Refugee Testimony: Former disciple of disappeared Buddhist scholar escapes Tibet

Tenzin Dawa (name changed), 36, is a Tibetan monk from Barmi Monastery in Tsongru (Ch: Chonger) Township of Dzoege (Ch: Ru’ergai) County, Ngaba (Ch: Aba) Tibetan and Qiang Autonomous Prefecture, Sichuan Province, in the Tibetan province of Amdo. Dzoege County has witnessed at least seven confirmed self-immolation protests so far.

Tenzin Dawa reached India early this month. He is also a former disciple of Gyen Kunchok Nyima, a Buddhist scholar and teacher at Drepung Monastery who went missing since April 2008 after his detention and subsequent sentencing to 20 years in prison. Tenzin Dawa says there are many disciples of Gyen Kunchok Nyima looking for information about the whereabouts of their teacher. No one knows where the Buddhist scholar is imprisoned or whether he is alive.

In his testimony to TCHRD, Tenzin Dawa recounts the current situation inside Tibet in particular his hometown in Dzoege where local Chinese authorities have planted spies in every village to monitor conversations and keep a strict watch over Tibetan activities, in an ongoing effort to prevent self-immolation and other protests.

The testimony also contains details on how Chinese authorities attempted to pressure local Tibetans to sign an official order that forbids any kind of activities to support or sympathise with self-immolation protests.

The monk also talks about the implementation of a new policy in October 2012 at Barmi Monastery under which the Chinese government now pays monthly salary to monastic staff and teachers including the abbot and disciplinarian (Tib: gekyo). The monthly payment is made on the strict condition that no political disturbances would be allowed in the monastery and all monks would pledge their political allegiance to the Chinese Communist Party (CCP) and the Chinese state. Although there is no information about other monasteries following the same practice, it appears that the new practice was an ‘experimental’ precursor to a regulation passed in December 2012 which gives the Chinese government all authority and power to appoint religious instructors in Buddhist monasteries.

TCHRD presents here a translated and edited testimony of Tenzin Dawa:

“I became a monk at 14 at Barmi Monastery. After studying there for some years, I went on a pilgrimage, by doing prostrations all the way to Lhasa. The trip to Lhasa took two years and two months. In Lhasa, we offered prayers at Sera, Drepung and Gaden monasteries, and spent about three months in front of the Jokhang Temple doing prostrations and prayers and then returned back to Barmi.

Source records
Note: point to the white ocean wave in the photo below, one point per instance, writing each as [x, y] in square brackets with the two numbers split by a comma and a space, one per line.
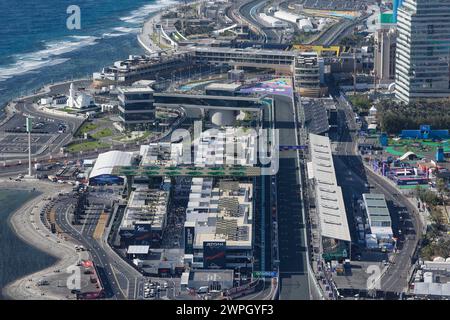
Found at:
[31, 62]
[138, 16]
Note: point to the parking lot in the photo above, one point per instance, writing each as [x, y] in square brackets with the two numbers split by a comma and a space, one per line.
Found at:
[18, 143]
[343, 5]
[14, 138]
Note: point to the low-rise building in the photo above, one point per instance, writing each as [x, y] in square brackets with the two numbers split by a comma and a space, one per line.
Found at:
[136, 110]
[145, 216]
[309, 74]
[218, 226]
[379, 218]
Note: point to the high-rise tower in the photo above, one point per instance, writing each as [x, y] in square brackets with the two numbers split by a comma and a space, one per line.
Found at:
[423, 50]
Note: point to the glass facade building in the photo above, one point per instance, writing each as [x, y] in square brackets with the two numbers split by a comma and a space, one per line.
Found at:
[423, 50]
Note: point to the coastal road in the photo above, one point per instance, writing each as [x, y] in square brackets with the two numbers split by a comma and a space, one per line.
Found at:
[353, 176]
[120, 280]
[250, 11]
[293, 250]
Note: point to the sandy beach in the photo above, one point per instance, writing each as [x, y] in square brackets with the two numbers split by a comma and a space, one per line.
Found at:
[27, 224]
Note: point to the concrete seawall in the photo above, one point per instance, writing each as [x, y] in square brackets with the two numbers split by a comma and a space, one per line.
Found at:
[26, 223]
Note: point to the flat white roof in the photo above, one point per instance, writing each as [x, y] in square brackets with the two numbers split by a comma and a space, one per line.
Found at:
[138, 249]
[223, 86]
[330, 204]
[108, 160]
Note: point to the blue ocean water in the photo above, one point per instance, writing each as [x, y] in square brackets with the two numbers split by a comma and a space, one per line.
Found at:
[36, 47]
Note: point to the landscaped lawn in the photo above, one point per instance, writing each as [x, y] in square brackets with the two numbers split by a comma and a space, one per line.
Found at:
[87, 127]
[103, 133]
[85, 146]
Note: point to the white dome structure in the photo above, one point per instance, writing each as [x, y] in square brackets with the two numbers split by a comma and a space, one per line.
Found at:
[79, 101]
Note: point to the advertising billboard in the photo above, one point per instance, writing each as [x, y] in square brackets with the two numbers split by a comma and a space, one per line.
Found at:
[214, 254]
[189, 234]
[142, 233]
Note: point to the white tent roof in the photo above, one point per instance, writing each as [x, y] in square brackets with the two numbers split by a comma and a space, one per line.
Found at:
[135, 249]
[333, 217]
[108, 160]
[406, 155]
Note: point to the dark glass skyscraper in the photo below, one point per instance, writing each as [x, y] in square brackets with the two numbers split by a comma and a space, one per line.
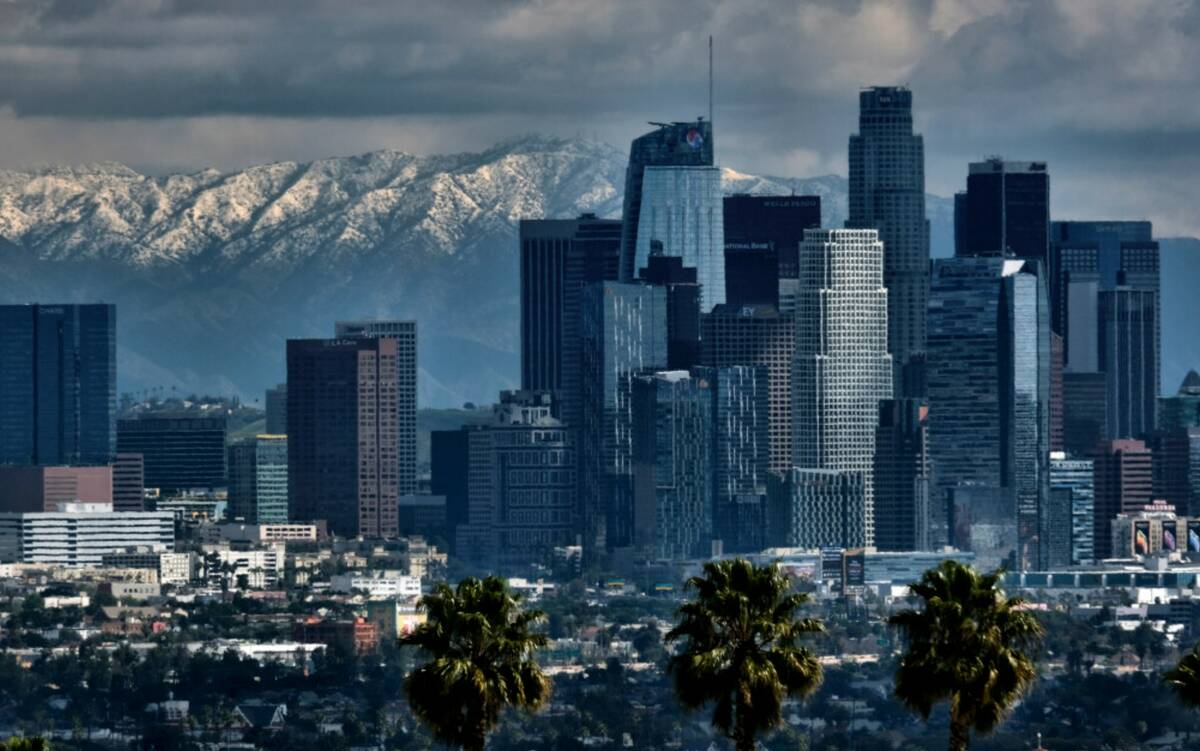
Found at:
[887, 192]
[672, 144]
[58, 384]
[762, 241]
[343, 455]
[683, 307]
[989, 389]
[403, 332]
[558, 258]
[1007, 210]
[1105, 272]
[179, 454]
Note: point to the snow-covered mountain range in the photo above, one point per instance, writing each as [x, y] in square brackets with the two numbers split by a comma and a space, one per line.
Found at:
[211, 271]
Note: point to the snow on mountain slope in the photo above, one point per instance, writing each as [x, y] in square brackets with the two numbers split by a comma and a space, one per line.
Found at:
[213, 271]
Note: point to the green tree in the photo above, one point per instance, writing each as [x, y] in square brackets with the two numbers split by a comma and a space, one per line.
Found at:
[969, 644]
[480, 643]
[743, 650]
[1185, 678]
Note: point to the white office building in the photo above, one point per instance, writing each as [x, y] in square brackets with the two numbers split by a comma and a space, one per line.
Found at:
[81, 534]
[382, 586]
[684, 209]
[843, 366]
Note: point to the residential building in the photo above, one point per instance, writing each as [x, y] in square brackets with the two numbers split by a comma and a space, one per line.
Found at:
[58, 384]
[843, 367]
[887, 193]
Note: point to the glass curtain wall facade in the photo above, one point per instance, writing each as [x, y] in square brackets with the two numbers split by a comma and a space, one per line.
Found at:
[843, 367]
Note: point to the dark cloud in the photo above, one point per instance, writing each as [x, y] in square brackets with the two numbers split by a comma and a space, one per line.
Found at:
[211, 82]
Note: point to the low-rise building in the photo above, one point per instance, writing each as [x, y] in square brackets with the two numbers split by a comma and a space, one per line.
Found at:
[81, 534]
[378, 584]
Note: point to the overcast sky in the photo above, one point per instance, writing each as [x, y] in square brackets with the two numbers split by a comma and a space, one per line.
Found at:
[1107, 91]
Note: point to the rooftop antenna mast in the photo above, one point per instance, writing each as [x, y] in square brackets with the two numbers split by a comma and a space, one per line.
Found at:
[709, 80]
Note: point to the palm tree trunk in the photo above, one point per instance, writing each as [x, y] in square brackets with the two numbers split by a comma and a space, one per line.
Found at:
[960, 733]
[743, 734]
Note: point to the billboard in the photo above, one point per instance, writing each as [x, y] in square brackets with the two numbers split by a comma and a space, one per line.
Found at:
[1169, 541]
[1141, 538]
[1194, 535]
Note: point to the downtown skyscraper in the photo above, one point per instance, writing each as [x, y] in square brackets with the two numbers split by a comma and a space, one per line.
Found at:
[343, 452]
[673, 197]
[843, 366]
[58, 384]
[887, 193]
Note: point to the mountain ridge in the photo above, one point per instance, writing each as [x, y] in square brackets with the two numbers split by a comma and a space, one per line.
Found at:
[213, 271]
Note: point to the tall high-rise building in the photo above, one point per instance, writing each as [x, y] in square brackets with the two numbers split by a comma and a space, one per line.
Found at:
[675, 144]
[843, 366]
[624, 332]
[1105, 302]
[1181, 410]
[672, 466]
[129, 482]
[276, 406]
[739, 455]
[989, 385]
[449, 467]
[762, 245]
[521, 486]
[901, 476]
[683, 307]
[887, 192]
[1128, 355]
[757, 335]
[816, 508]
[178, 454]
[682, 209]
[343, 445]
[403, 332]
[1085, 398]
[1123, 485]
[558, 258]
[258, 480]
[58, 384]
[1073, 486]
[1007, 210]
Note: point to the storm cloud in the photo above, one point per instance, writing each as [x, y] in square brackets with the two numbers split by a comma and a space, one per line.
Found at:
[1104, 90]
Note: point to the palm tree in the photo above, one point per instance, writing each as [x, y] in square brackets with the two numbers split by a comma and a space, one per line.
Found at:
[1185, 678]
[742, 650]
[969, 646]
[480, 644]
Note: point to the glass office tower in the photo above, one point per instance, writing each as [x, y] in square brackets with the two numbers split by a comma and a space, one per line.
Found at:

**Directions**.
A. Translate this sentence from the refugee testimony into Spanish: "The trip to Lhasa took two years and two months."
B. In the records, substitute "round brackets" for "square brackets" in the lines running from the one that contains "Note: point to the palm tree in" through the end of the records, both ends included. Change nothing else, and give back only those lines.

**Answers to the exercises**.
A. El viaje a Lhasa duró dos años y dos meses.

B.
Note: point to the palm tree in the photo above, one point per instance, writing each as [x, y] in round brackets with the two numbers split by a comma and a space, one per line.
Found at:
[1185, 678]
[742, 650]
[969, 646]
[480, 644]
Note: point to the glass office tower in the photo above, one point per instance, writing each as [x, y] in round brackets with the two numbers split by a comma and a space, one per line.
Found at:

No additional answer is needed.